_Working data_
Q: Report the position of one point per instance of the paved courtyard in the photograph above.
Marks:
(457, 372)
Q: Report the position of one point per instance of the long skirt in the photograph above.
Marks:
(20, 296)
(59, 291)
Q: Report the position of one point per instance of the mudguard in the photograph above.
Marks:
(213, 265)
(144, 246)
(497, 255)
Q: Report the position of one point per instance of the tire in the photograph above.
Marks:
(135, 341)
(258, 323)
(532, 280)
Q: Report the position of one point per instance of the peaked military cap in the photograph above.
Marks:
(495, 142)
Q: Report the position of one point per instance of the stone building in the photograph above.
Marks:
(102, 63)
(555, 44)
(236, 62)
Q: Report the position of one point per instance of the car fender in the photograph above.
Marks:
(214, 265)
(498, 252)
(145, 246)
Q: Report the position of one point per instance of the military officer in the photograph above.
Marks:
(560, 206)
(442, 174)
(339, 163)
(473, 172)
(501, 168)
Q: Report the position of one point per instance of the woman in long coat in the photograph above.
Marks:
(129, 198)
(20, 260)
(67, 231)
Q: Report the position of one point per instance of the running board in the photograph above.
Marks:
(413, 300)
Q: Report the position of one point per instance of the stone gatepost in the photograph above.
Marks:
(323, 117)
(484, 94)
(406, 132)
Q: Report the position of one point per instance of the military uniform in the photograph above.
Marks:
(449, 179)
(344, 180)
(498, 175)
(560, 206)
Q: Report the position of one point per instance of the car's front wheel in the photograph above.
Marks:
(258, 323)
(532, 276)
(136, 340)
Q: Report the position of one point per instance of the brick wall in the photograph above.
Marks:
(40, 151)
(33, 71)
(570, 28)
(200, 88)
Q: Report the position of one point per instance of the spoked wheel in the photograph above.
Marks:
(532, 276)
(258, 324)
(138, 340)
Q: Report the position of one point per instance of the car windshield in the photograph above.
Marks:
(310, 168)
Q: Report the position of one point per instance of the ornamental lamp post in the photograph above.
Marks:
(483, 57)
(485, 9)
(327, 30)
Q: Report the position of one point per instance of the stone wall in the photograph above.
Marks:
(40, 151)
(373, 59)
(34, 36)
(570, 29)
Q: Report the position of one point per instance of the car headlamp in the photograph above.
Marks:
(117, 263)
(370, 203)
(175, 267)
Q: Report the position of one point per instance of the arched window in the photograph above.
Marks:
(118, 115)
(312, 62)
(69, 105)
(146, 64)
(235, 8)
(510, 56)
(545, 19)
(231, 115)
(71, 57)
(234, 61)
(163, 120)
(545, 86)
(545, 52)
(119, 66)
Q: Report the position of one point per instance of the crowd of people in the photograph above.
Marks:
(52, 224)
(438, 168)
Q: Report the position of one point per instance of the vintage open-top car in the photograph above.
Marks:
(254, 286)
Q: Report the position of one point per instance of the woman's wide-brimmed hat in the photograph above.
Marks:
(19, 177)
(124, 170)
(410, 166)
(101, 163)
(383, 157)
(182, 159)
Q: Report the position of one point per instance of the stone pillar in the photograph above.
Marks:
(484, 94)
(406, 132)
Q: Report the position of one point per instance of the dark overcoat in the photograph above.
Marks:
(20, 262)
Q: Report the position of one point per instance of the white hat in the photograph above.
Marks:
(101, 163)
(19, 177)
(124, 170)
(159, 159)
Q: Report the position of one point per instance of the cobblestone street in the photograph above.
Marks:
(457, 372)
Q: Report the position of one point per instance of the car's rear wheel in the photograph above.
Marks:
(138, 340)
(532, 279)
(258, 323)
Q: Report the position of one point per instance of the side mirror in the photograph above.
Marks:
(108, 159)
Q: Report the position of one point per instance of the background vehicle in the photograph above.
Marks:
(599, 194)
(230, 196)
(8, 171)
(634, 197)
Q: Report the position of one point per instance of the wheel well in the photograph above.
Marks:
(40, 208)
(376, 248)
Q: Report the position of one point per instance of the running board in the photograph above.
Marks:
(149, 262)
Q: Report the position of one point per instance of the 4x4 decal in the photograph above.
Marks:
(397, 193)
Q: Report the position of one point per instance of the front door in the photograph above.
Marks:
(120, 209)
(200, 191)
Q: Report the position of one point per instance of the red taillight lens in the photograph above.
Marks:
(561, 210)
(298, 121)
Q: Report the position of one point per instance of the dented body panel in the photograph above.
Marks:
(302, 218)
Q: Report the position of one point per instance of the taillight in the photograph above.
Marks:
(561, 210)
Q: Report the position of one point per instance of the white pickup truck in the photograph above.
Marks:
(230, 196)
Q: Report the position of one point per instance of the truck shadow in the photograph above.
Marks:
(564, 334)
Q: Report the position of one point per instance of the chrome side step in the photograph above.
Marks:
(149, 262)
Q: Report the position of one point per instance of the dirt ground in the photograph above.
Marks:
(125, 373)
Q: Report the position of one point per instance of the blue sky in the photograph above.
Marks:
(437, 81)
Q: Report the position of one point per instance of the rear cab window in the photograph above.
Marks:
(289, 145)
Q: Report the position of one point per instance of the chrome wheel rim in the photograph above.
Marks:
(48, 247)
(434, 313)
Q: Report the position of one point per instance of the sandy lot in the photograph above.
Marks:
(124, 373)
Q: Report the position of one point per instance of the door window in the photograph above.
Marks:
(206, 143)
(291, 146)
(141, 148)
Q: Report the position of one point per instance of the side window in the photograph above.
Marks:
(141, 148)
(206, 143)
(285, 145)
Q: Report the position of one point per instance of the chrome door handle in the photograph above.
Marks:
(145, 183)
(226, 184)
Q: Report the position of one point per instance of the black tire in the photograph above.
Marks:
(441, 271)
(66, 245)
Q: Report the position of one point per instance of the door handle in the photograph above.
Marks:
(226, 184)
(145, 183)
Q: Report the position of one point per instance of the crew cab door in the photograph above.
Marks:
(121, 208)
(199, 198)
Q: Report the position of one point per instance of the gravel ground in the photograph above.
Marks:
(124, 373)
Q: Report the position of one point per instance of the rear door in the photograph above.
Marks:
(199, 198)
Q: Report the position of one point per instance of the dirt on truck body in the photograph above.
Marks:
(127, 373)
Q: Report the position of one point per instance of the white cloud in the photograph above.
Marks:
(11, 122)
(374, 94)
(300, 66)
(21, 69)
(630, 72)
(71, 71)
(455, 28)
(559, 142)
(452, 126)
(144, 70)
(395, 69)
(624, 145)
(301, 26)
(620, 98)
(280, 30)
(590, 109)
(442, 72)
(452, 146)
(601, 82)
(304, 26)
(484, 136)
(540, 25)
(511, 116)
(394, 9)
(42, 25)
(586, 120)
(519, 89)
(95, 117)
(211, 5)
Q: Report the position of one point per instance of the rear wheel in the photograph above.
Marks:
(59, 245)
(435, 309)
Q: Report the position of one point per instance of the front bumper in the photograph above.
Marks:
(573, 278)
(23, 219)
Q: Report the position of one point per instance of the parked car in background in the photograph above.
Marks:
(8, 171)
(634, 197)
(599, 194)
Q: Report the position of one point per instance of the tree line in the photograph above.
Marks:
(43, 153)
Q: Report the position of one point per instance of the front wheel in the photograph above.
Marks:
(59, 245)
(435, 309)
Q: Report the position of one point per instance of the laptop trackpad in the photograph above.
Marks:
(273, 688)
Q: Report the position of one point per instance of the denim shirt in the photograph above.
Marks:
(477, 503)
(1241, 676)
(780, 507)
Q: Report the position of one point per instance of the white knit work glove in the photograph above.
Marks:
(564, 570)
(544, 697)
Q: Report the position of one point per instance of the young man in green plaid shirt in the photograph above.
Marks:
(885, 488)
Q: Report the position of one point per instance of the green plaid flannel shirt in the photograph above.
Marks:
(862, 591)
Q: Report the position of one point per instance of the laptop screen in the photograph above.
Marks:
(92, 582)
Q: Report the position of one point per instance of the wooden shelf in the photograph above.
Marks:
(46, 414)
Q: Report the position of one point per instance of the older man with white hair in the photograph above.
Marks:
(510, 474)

_Exercise directions_
From the line that contains "glove in the photograph above." to the last line of the material above, repeat every line exactly, keeping both the first and the last.

_Result of this task_
Q: Report the position of one point per instance of the white knit work glove in the photograph above.
Marks:
(564, 570)
(544, 697)
Q: Report the position of one point per instance of the young man in green plaid shirt in the photograph above.
Marks:
(885, 488)
Q: Report the position of one point per instance of the green plaid flannel shirt in the photograph above.
Marks:
(862, 591)
Q: Report the position of one point per instance of the laptop screen in the photograph above.
Marks:
(92, 582)
Q: Report the position of one point per instance of the wooden shelf in the photograph above.
Marks:
(46, 414)
Q: Report the position of one point per instance of the older man with white hair in the photograph above.
Marks:
(510, 474)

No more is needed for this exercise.